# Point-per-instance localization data
____________________

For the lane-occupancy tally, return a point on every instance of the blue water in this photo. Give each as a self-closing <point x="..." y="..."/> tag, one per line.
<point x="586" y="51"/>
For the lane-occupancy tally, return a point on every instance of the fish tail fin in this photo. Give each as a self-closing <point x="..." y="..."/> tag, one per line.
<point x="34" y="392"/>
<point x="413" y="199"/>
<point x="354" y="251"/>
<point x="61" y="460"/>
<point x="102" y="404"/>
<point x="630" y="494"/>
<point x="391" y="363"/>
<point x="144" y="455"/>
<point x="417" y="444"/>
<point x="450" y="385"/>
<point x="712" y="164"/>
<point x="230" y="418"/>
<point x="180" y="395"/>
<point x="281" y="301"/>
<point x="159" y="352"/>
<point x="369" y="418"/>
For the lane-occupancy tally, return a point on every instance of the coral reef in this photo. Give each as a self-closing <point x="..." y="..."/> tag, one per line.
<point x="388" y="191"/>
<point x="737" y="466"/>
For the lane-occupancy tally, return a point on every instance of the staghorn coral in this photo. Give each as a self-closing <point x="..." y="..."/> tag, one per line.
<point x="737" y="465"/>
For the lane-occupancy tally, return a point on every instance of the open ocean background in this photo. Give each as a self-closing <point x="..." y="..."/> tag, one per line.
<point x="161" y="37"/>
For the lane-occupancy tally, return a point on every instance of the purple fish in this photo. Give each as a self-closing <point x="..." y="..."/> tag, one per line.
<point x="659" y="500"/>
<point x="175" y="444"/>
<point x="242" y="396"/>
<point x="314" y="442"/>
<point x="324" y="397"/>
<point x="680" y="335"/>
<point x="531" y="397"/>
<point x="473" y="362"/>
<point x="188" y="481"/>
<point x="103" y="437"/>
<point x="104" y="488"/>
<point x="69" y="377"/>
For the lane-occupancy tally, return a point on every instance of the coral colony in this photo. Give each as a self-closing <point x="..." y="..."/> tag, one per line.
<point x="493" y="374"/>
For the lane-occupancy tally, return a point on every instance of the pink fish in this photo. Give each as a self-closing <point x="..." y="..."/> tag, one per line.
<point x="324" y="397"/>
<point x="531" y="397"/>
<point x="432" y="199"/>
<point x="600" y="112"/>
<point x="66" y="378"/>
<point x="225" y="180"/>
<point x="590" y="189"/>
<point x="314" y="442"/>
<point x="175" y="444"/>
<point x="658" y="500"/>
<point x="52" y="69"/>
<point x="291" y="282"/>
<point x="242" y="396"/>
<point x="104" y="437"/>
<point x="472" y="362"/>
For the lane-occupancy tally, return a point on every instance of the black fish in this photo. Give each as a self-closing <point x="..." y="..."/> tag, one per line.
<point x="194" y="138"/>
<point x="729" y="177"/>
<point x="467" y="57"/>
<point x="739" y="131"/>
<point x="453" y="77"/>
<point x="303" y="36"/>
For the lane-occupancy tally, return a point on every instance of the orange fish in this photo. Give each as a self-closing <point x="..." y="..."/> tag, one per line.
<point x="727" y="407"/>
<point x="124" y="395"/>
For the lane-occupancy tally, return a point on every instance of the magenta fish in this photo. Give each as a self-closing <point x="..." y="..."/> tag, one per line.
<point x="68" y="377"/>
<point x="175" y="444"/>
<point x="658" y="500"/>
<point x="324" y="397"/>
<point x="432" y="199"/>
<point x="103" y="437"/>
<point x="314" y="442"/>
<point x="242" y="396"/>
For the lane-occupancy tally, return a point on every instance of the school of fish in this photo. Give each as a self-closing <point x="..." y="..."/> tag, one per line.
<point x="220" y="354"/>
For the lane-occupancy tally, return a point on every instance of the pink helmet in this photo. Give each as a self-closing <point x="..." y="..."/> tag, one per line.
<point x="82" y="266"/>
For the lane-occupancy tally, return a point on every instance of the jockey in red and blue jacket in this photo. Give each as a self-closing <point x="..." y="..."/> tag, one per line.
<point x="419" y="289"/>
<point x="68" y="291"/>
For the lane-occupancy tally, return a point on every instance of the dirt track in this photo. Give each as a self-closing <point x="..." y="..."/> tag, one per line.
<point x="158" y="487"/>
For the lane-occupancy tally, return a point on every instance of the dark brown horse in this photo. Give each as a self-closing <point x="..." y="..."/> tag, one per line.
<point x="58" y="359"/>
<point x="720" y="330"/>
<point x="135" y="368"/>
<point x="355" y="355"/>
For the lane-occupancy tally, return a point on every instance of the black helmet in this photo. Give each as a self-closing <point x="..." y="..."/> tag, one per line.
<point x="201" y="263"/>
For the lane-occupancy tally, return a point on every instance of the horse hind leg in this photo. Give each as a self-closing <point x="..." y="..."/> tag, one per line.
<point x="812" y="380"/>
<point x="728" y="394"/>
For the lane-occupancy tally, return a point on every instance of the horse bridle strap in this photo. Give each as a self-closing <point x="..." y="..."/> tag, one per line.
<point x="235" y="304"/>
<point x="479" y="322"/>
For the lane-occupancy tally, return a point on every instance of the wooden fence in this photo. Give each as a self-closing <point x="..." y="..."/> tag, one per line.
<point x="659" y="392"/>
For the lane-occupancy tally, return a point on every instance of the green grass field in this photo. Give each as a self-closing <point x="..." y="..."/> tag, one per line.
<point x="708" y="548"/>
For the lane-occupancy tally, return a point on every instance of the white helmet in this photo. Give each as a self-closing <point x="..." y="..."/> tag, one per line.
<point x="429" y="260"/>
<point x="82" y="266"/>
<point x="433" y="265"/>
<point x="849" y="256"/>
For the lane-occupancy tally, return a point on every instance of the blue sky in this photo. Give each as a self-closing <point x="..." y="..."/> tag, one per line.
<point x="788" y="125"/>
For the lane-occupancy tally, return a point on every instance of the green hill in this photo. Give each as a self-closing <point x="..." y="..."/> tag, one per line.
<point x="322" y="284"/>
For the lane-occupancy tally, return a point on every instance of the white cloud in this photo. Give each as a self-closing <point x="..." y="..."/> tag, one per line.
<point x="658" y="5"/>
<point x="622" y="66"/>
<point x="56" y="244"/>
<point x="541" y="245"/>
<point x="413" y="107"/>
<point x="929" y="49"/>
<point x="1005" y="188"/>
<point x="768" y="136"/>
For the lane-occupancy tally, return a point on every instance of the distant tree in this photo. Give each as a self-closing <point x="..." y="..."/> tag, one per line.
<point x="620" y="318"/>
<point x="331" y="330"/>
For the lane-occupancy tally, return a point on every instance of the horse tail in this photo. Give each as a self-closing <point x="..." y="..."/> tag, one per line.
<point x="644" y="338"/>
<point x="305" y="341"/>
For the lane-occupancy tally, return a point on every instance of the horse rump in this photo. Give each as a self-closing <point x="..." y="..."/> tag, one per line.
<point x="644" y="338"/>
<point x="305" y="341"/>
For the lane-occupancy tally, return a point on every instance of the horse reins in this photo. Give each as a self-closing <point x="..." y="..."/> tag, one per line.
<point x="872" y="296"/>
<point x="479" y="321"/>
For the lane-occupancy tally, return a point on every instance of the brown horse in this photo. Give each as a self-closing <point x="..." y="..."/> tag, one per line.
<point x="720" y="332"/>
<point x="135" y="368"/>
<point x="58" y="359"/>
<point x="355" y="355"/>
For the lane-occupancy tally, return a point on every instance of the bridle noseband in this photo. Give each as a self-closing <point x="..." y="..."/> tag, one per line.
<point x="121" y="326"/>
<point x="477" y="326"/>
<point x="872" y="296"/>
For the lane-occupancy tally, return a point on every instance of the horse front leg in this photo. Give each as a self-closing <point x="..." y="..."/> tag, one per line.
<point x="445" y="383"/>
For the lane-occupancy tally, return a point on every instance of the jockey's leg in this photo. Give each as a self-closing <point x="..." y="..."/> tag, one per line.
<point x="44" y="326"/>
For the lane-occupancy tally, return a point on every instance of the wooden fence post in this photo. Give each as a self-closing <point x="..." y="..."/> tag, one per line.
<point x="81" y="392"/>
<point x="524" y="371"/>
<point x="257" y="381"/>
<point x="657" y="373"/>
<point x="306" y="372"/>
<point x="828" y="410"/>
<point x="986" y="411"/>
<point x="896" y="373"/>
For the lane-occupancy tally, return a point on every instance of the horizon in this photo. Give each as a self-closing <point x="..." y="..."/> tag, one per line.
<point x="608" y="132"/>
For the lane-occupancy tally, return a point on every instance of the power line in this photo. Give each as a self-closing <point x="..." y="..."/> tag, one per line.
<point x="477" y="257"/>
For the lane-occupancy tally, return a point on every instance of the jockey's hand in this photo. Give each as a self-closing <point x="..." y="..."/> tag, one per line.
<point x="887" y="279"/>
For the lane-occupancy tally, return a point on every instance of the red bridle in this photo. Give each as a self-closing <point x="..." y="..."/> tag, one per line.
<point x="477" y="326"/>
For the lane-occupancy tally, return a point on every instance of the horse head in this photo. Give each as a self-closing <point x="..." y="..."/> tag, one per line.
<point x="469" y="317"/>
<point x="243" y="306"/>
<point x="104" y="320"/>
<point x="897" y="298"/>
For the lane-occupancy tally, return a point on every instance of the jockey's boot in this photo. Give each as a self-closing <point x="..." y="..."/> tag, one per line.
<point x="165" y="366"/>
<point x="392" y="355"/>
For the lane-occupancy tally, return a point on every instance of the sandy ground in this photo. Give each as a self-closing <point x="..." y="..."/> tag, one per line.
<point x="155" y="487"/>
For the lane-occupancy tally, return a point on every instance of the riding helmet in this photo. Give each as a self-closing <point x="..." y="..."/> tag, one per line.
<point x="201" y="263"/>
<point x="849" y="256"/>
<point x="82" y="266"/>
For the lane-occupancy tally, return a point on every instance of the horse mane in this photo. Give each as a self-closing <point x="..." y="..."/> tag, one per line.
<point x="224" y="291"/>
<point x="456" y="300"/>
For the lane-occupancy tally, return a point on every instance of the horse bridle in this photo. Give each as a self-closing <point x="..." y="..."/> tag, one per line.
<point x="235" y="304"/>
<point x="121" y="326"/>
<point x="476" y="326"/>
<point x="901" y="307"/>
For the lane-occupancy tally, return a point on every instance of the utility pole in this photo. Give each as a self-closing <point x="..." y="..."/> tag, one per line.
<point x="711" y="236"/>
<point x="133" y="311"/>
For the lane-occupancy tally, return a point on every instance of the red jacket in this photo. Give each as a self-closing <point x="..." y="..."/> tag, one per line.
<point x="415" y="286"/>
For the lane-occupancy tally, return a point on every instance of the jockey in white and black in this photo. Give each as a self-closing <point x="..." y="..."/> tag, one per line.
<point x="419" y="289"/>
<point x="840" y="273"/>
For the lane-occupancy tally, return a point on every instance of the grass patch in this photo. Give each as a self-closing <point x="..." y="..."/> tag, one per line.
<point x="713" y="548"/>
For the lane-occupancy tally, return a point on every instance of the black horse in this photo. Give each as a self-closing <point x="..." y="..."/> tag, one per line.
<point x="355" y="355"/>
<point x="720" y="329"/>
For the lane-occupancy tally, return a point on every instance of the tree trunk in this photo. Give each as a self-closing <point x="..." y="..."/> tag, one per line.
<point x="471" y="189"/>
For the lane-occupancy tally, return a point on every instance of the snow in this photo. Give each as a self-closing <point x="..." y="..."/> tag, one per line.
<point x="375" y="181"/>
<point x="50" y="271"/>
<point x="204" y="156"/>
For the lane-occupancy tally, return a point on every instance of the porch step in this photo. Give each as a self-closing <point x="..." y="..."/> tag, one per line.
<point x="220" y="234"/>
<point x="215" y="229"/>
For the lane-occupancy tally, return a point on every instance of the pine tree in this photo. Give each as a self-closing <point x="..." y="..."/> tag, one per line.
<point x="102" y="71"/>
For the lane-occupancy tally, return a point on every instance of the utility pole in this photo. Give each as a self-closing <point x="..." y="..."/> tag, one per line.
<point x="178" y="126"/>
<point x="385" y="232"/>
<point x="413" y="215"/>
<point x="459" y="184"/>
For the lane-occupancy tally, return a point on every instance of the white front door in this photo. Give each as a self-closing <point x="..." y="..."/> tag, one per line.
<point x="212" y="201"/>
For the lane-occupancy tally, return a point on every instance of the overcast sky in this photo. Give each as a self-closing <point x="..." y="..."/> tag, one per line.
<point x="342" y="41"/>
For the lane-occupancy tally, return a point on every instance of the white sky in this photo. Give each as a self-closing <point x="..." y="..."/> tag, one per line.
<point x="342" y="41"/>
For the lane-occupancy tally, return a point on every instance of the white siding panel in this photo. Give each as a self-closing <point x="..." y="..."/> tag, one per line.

____________________

# Your task
This task calls for an exact reproduction of the lines that start at the one containing "of the overcast" and continue to the end of the entries above.

# Final answer
For the lane-occupancy tally, return a point on every instance of the overcast sky in this photo. Give each as a self-closing <point x="..." y="..."/> tag, one per line.
<point x="342" y="41"/>
For the lane-occupancy tally, return a point on every instance of the white sky in this photo. Give each as a self-closing <point x="..." y="..."/> tag, one per line.
<point x="342" y="41"/>
For the lane-occupancy tally, return a point on every instance of the white siding panel in this photo. Give each as a self-closing <point x="..." y="..."/> tag, one per line.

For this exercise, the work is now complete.